Paweł Sztromwasser wrote:
> Hi,
> 
> I am trying to test the performance of Base2 (2.4.3) installation on
> our server. It is an 8-processor machine so we thought about running
> several job agents on it to speed up the plugin execution.

You will not gain anything by running multiple job agents on the same
machine. It will only use more memory and make the server harder to
administrate. It is better to have a single job agent and increase the
number of slots it can execute in parallel. The only reason for having
multiple job agents on the same server is if you want to configure
which plug-ins they can run or which users/projects that may use them
independently of each other. For example, one job agent could be 
dedicated to only run jobs for the server administrator to make sure 
that important stuff are not delayed.

> I started and configured 5 of them, following instructions from
> documentation. All are using the same default Base JobAgent account,
> the same database user (the same as Base installation) and have access
> to the same userfiles folder. They have different ports and external
> IDs of course. To test it I used plugins importing genepix raw data to
> RawBioAssays.
> 
> Everything seemed fine as far as it was one import at a time. When I
> started 5 threads logging in as 5 different users and submitting an
> import job I noticed that job agents work in sequence, not in parallel
> as I expected. One waits until another finishes executing its job. I
> started 2 jobs for 2 different users at the same time using web user
> interface with the same effect.
> 
> Where is the bottle neck that stops simultaneous plugin execution? Is
> it on the database level where one transactions blocks another until
> it is finished? Or maybe, job agents are not supposed to work on the
> same machine with Base2 installation?

There is nothing in BASE or in the job agents that stops this. It sounds
more like a configuration issue. Are you sure that the plug-ins may run
on all job agents and that the user is allowed to use them? Have you
disabled the internal job queue?

Many of the import plug-ins puts more load on the database than on their 
own process. This means that you will not get very much increase in 
performance unless the database is able to cope with the increased load.

I also recommend that you upgrade to BASE 2.4.4. It contains a very 
important performance issue fix. It doesn't affect import plug-ins but 
have a huge effect (50-90% less execution time) in the analysis phase.

= Record set =
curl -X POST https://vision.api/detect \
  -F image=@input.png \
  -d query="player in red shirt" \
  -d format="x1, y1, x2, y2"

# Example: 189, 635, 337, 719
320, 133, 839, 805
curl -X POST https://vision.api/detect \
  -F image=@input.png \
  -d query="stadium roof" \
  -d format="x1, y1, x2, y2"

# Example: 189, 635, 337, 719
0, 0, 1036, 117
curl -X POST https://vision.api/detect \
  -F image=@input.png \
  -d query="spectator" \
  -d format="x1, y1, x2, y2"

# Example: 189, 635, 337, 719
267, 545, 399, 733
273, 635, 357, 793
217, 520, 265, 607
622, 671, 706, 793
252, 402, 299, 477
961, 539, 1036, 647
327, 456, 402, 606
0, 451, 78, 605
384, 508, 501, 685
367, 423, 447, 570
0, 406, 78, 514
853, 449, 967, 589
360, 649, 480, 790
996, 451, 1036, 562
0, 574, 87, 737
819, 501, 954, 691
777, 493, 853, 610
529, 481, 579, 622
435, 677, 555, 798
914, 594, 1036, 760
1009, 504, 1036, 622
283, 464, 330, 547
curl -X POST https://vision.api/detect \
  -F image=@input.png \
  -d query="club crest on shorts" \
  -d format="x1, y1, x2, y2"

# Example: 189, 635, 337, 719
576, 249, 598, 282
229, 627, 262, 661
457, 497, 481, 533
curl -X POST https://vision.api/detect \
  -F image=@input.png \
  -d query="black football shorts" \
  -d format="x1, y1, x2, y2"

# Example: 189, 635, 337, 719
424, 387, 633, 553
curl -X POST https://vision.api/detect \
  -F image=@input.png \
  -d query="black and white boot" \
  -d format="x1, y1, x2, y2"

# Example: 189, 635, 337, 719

= Brief =
Return, word for word, the part of the message about BASE job agents that begins at the words containing "There is nothing" and stops after "the analysis phase.".

= Problem solution =
There is nothing in BASE or in the job agents that stops this. It sounds
more like a configuration issue. Are you sure that the plug-ins may run
on all job agents and that the user is allowed to use them? Have you
disabled the internal job queue?

Many of the import plug-ins puts more load on the database than on their 
own process. This means that you will not get very much increase in 
performance unless the database is able to cope with the increased load.

I also recommend that you upgrade to BASE 2.4.4. It contains a very 
important performance issue fix. It doesn't affect import plug-ins but 
have a huge effect (50-90% less execution time) in the analysis phase.